**DATA SECTION:**
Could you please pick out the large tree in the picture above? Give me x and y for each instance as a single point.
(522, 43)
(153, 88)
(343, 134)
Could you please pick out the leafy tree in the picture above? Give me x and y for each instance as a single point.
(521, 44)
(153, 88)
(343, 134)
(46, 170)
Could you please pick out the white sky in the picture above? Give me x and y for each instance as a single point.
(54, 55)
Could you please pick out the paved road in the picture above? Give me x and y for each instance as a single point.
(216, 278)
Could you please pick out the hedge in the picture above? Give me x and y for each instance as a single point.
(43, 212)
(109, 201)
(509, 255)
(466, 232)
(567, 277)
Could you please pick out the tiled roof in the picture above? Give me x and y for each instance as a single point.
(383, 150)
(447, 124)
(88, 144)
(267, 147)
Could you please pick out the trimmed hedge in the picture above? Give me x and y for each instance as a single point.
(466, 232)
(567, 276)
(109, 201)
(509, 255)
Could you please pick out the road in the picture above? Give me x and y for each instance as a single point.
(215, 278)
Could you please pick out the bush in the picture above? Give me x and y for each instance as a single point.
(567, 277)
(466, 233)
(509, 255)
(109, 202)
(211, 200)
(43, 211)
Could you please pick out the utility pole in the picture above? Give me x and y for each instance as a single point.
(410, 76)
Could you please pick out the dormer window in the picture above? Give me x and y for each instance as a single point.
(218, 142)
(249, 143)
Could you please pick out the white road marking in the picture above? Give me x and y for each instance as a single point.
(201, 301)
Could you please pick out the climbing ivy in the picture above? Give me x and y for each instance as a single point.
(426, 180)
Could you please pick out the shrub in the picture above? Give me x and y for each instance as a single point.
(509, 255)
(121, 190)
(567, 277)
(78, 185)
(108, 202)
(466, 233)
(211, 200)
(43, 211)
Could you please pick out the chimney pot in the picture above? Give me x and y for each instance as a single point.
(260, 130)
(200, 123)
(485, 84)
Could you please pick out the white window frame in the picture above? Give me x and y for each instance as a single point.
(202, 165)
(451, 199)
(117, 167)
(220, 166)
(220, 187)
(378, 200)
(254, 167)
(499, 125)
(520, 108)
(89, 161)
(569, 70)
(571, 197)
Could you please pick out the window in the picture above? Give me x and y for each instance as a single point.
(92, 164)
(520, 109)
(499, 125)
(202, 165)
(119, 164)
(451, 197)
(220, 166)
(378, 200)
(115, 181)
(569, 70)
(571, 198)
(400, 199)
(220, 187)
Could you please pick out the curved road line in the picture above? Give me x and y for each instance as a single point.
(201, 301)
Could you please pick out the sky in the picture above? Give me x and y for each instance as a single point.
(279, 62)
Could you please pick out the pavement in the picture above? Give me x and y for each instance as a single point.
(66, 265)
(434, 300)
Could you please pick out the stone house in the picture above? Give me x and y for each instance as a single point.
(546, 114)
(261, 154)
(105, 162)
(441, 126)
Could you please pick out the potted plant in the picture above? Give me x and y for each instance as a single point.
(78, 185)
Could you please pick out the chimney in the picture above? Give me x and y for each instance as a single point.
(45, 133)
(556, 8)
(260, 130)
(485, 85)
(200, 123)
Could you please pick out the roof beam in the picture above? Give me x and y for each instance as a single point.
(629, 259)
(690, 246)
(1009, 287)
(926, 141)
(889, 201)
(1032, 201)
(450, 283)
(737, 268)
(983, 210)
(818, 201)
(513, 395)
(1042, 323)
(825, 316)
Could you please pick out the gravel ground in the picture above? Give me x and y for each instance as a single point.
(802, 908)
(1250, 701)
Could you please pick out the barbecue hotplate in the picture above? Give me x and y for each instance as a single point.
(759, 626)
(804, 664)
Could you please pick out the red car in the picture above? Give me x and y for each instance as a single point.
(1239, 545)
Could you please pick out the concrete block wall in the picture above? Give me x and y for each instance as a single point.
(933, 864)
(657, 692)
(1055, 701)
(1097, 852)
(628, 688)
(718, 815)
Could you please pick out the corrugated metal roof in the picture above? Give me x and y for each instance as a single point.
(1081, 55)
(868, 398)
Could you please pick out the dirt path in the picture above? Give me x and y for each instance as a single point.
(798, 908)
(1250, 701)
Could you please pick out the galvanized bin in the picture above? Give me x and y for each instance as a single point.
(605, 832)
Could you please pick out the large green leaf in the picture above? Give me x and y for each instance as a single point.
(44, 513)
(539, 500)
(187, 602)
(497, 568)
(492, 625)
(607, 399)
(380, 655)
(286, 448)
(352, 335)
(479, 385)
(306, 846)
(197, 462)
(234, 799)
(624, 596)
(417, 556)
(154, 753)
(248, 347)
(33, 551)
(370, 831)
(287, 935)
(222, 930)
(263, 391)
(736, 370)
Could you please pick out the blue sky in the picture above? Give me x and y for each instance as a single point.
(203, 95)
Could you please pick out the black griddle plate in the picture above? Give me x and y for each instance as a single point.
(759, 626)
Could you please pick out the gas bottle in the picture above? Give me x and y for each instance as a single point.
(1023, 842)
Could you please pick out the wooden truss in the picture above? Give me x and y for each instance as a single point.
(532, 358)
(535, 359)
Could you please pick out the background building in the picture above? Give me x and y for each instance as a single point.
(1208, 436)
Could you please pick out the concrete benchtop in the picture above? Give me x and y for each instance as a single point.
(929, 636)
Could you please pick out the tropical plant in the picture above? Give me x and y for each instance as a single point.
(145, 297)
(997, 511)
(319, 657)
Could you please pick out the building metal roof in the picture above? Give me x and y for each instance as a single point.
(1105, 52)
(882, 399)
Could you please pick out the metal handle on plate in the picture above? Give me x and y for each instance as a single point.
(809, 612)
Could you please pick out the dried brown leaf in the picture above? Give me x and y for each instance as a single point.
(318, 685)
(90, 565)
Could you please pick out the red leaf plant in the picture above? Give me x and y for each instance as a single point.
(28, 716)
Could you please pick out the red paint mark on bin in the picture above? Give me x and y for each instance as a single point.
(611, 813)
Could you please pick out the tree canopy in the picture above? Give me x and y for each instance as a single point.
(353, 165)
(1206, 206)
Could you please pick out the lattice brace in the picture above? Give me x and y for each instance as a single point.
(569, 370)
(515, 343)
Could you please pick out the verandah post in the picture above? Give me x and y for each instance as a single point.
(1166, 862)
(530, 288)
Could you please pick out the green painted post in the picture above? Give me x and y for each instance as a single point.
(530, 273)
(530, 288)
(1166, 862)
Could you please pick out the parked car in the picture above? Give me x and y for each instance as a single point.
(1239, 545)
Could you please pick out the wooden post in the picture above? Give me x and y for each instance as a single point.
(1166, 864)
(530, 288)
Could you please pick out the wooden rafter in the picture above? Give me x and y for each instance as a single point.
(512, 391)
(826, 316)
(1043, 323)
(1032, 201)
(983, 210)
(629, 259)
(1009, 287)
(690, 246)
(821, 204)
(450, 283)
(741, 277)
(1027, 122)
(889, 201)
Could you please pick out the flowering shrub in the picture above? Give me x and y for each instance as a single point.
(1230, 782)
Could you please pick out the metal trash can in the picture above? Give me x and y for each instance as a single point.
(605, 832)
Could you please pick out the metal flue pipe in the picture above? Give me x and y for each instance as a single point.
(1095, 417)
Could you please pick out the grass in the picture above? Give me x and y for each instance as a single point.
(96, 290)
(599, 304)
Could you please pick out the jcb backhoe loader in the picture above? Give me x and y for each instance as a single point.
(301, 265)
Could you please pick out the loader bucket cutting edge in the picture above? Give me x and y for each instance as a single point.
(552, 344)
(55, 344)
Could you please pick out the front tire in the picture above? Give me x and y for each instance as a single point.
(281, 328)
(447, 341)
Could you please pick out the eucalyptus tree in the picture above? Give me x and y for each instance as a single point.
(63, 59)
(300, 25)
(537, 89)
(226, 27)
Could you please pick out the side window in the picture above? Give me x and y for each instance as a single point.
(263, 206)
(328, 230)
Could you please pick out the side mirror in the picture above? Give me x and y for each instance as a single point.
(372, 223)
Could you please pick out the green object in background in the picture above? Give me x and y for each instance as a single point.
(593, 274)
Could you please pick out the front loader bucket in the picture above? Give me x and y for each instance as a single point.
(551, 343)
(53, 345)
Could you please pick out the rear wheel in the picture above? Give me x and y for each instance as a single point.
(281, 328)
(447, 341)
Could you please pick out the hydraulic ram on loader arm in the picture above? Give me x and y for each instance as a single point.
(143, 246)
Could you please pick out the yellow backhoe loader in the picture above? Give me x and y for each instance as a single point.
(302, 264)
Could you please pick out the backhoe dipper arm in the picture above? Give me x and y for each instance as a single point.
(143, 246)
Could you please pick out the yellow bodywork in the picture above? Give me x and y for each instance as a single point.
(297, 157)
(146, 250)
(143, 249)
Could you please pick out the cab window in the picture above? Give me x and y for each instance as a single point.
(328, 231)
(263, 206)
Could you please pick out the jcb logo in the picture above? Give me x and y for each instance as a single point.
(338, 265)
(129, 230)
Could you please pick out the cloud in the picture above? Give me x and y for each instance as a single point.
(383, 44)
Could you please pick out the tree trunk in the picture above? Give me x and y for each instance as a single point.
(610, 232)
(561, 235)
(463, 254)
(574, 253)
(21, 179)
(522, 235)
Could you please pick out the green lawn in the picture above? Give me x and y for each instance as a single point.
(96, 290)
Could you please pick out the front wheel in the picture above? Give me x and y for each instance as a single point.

**GIVEN PROBLEM:** Starting with the line that contains "Could you please pick out the jcb logo", output every line through the end of the listing above, unchanged.

**COMPLETED EXERCISE:**
Could you please pick out the jcb logo in the picture above? Give me x and y for each instance as a single point.
(338, 265)
(129, 230)
Could you please pick out the cloud in the picture above? Give me x and y for each instance as a single point.
(383, 44)
Could you please pick out the tree trunk in the picture above? Give me x and y for each instance as a single point.
(610, 232)
(561, 235)
(463, 254)
(574, 253)
(21, 179)
(522, 235)
Could you please pick out the green lawn in the picture above? Give me x and y for each instance as a single point.
(96, 290)
Could you please pick out the front wheel in the picture above? Give me x and y for each instance as a single point.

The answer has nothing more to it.